» **SOURCE EXTRACT**:
%%
Private sector entities looking to comment on the draft should focus on its recommendations surrounding sharing communities, standardized transfer mechanisms, and the handling of corporate legal considerations.
Information sharing has been a central part of the cybersecurity debate for policymakers and the tech community. Over the last few years, Congress has been considering a number of bills designed to promote different aspects of information sharing, but none have been finalized. These measures in large part concern the sharing of cyber threat information by the intelligence community with the private sector and also information from the private sector with the U.S. government and others in the private sector. Advocates, like Senator Dianne Feinstein, see formalized information sharing as “an important step toward curbing” cyberattacks. Others have raised concerns about information sharing and individual privacy. Although it is unlikely that cybersecurity legislation will be enacted in the remaining months of the 2014 lame duck session, the framework of this policy debate will continue in the 114th Congress during 2015–16.
Entering the fray on October 31, 2014, the National Institute of Standards and Technology (NIST) released its draft publication Guide to Cyber Threat Information Sharing (Guide). The draft calls for public comments by November 28. As opposed to prior efforts by NIST targeted only at critical infrastructure entities, this Guide seeks to advise all organizations on enhancing their information-sharing practices. To encourage a framework that is more responsive to private sector concerns and establish a track record of reliable feedback, private sector entities may wish to review the draft and consider commenting on a number of areas certain to influence the debate about information sharing going forward, and this LawFlash suggests several areas of focus for private sector consideration and comment.
%%
» **BRIEF A**:
Filter the listing down to every line that contains the string "block", and copy each such line in full. Treat uppercase and lowercase letters as different when matching.
The passage on cyber threat information sharing and the listing after it have no connection to each other.

(Saved entries)
%%
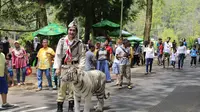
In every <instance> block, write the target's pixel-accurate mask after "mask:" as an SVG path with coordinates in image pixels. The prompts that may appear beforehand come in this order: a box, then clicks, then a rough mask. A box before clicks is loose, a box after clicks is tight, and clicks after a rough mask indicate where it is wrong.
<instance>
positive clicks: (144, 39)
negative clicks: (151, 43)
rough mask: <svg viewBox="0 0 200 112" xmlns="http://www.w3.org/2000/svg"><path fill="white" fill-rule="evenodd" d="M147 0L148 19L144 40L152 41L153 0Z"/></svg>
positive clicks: (145, 31)
mask: <svg viewBox="0 0 200 112" xmlns="http://www.w3.org/2000/svg"><path fill="white" fill-rule="evenodd" d="M146 1H147V4H146V6H147V9H146V21H145V28H144V41H150V32H151V23H152V6H153V0H146Z"/></svg>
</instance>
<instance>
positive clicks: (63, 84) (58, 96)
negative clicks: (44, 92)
mask: <svg viewBox="0 0 200 112" xmlns="http://www.w3.org/2000/svg"><path fill="white" fill-rule="evenodd" d="M66 92H67V93H68V94H67V93H66ZM66 96H67V99H68V100H69V101H70V100H73V99H74V96H73V89H72V85H71V84H69V83H66V82H63V81H61V83H60V87H59V89H58V97H57V102H64V101H65V98H66Z"/></svg>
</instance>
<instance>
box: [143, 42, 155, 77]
mask: <svg viewBox="0 0 200 112" xmlns="http://www.w3.org/2000/svg"><path fill="white" fill-rule="evenodd" d="M154 53H155V52H154V48H153V42H150V45H149V47H148V48H147V49H146V56H145V58H146V74H145V75H147V74H148V73H149V72H150V73H151V71H152V64H153V58H154ZM149 66H150V70H149V69H148V68H149Z"/></svg>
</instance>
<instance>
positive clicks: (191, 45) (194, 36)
mask: <svg viewBox="0 0 200 112" xmlns="http://www.w3.org/2000/svg"><path fill="white" fill-rule="evenodd" d="M197 38H198V36H191V37H189V38H187V46H188V48H190V49H191V48H192V47H193V45H195V44H196V43H195V42H196V41H197Z"/></svg>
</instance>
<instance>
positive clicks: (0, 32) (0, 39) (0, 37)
mask: <svg viewBox="0 0 200 112" xmlns="http://www.w3.org/2000/svg"><path fill="white" fill-rule="evenodd" d="M0 15H1V0H0ZM0 21H1V16H0ZM0 41H1V31H0Z"/></svg>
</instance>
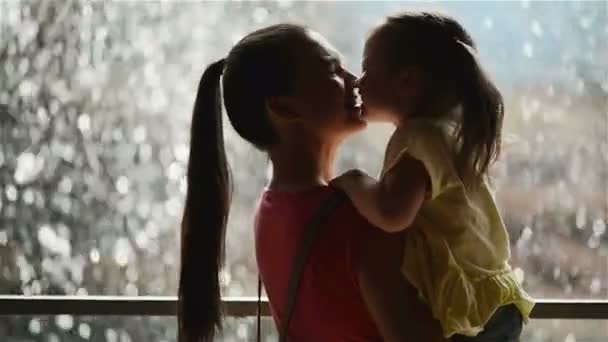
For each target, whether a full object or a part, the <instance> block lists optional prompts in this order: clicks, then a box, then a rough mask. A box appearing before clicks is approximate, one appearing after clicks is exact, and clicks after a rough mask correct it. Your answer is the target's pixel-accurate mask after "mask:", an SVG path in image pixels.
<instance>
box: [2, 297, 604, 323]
mask: <svg viewBox="0 0 608 342" xmlns="http://www.w3.org/2000/svg"><path fill="white" fill-rule="evenodd" d="M224 305H225V313H226V315H227V316H233V317H247V316H255V315H256V313H257V299H256V298H255V297H234V298H225V299H224ZM176 308H177V298H176V297H170V296H167V297H144V296H142V297H112V296H0V315H3V316H6V315H28V316H34V315H76V316H175V314H176ZM262 315H264V316H269V315H270V310H269V307H268V302H267V301H266V300H263V301H262ZM532 318H534V319H608V300H539V301H538V302H537V304H536V307H535V308H534V311H533V312H532Z"/></svg>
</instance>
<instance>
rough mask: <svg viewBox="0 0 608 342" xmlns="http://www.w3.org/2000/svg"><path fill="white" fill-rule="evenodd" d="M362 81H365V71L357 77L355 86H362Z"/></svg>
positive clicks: (355, 81) (359, 86) (362, 84)
mask: <svg viewBox="0 0 608 342" xmlns="http://www.w3.org/2000/svg"><path fill="white" fill-rule="evenodd" d="M363 81H365V73H363V74H361V77H359V78H357V80H356V81H355V87H357V88H361V87H362V86H363Z"/></svg>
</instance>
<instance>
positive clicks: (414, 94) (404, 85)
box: [395, 66, 425, 97]
mask: <svg viewBox="0 0 608 342" xmlns="http://www.w3.org/2000/svg"><path fill="white" fill-rule="evenodd" d="M424 81H425V80H424V75H423V72H422V70H421V69H420V67H417V66H404V67H401V68H399V70H398V71H397V77H396V84H395V86H396V87H397V89H398V90H399V92H400V93H401V94H407V95H408V96H415V97H418V96H421V95H422V93H423V91H424V88H425V82H424Z"/></svg>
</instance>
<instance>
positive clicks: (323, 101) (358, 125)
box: [289, 31, 366, 141]
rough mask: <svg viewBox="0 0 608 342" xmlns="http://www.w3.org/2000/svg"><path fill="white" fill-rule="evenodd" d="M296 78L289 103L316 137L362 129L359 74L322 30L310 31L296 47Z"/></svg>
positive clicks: (295, 60)
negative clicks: (356, 89)
mask: <svg viewBox="0 0 608 342" xmlns="http://www.w3.org/2000/svg"><path fill="white" fill-rule="evenodd" d="M294 50H296V51H294V54H293V55H294V56H295V65H294V66H295V68H296V73H295V80H294V84H293V92H292V93H291V95H290V96H289V105H290V107H291V109H292V110H293V112H295V113H296V114H297V121H298V124H300V125H301V127H302V128H303V129H306V130H307V131H309V133H311V134H312V135H313V136H314V137H315V138H316V139H319V140H321V141H335V140H336V139H342V138H344V137H346V136H348V135H350V134H352V133H354V132H356V131H359V130H361V129H363V128H364V127H365V126H366V122H365V121H364V120H363V119H362V118H361V110H360V101H359V98H358V95H357V93H356V91H355V87H356V80H357V79H356V77H355V76H354V75H353V74H352V73H350V72H349V71H348V70H346V69H345V68H344V66H343V65H342V61H341V56H340V54H339V53H338V52H337V51H336V49H335V48H334V47H333V46H332V45H331V44H330V43H329V42H327V40H325V38H323V37H322V36H321V35H320V34H318V33H316V32H314V31H309V32H308V34H307V37H306V39H305V41H304V42H303V44H301V45H299V46H298V47H297V48H294Z"/></svg>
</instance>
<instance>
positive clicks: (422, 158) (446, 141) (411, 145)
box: [382, 120, 534, 337]
mask: <svg viewBox="0 0 608 342" xmlns="http://www.w3.org/2000/svg"><path fill="white" fill-rule="evenodd" d="M449 141H450V135H449V134H448V131H447V127H442V126H439V125H437V124H433V123H430V122H426V121H424V120H412V121H410V122H408V123H407V125H406V126H405V127H400V128H398V129H397V130H396V131H395V132H394V133H393V135H392V137H391V139H390V141H389V144H388V146H387V150H386V155H385V161H384V167H383V171H382V172H383V173H384V172H386V171H387V170H388V169H390V168H391V167H392V166H393V165H395V163H396V162H397V161H398V160H399V158H400V157H401V156H403V155H404V154H405V153H407V154H408V155H410V156H411V157H413V158H415V159H418V160H420V161H421V162H422V163H423V164H424V166H425V167H426V170H427V172H428V174H429V176H430V180H431V191H430V198H429V199H428V200H427V201H426V202H425V203H424V204H423V206H422V208H421V209H420V211H419V213H418V215H417V217H416V219H415V221H414V226H413V227H412V228H410V229H409V230H408V233H407V237H406V239H405V248H404V253H403V265H402V272H403V273H404V275H405V276H406V278H407V280H408V281H409V282H410V283H412V285H413V286H415V287H416V288H417V289H418V291H419V293H420V295H421V297H422V298H423V299H424V300H425V301H426V302H427V303H428V304H429V306H430V307H431V311H432V313H433V315H434V316H435V318H436V319H438V320H439V321H440V322H441V326H442V329H443V334H444V336H445V337H450V336H452V335H453V334H461V335H467V336H475V335H477V334H478V333H479V332H481V331H482V330H483V327H484V325H485V324H486V323H487V321H488V320H489V319H490V317H491V316H492V315H493V314H494V312H495V311H496V309H498V308H499V307H500V306H503V305H508V304H514V305H516V306H517V307H518V308H519V310H520V311H521V313H522V316H523V317H524V321H526V322H527V320H528V318H529V315H530V312H531V311H532V308H533V307H534V302H533V300H532V298H531V297H530V296H529V295H528V294H526V292H525V291H524V290H523V289H522V287H521V286H520V284H519V283H518V282H517V280H516V279H515V277H514V275H513V273H512V270H511V267H510V265H509V259H510V256H511V254H510V248H509V237H508V234H507V231H506V229H505V225H504V223H503V220H502V218H501V216H500V213H499V212H498V209H497V207H496V204H495V202H494V198H493V196H492V194H491V193H490V190H489V188H488V185H487V184H486V183H484V184H482V185H481V186H479V187H477V188H476V189H475V190H474V191H471V190H469V189H465V187H464V185H463V183H462V181H461V180H460V178H459V177H458V174H457V172H456V169H455V165H454V158H453V154H452V153H451V149H450V147H449V146H451V145H450V144H449Z"/></svg>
%%
» **BRIEF B**:
According to the passage on cyber threat information sharing, by what date does the NIST draft call for public comments?

» **RESPONSE A**:
In every <instance> block, write the target's pixel-accurate mask after "mask:" as an SVG path with coordinates in image pixels. The prompts that may appear beforehand come in this order: a box, then clicks, then a rough mask. A box before clicks is loose, a box after clicks is tight, and clicks after a rough mask indicate where it is wrong.
For each target, whether a full object or a part, the <instance> block lists optional prompts in this order: clicks, then a box, then a rough mask. A box appearing before clicks is approximate, one appearing after clicks is exact, and clicks after a rough mask correct it. Your answer is the target's pixel-accurate mask after "mask:", an SVG path in image pixels.

» **RESPONSE B**:
November 28.